* _DIRECTIONS_:
Output all entries below exactly as they are given.

* _RECORDS FOR THIS TASK_:

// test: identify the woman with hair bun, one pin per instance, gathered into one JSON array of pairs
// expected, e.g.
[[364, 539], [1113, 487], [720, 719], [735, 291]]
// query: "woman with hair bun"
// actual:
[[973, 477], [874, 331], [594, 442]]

* _TASK OUTPUT_:
// test: identify the woman with hair bun, one pin per instance, gathered into one JSON array of pairs
// expected, e.g.
[[364, 539], [1113, 487], [720, 719], [735, 291]]
// query: "woman with hair bun"
// actual:
[[973, 477], [874, 331], [594, 442]]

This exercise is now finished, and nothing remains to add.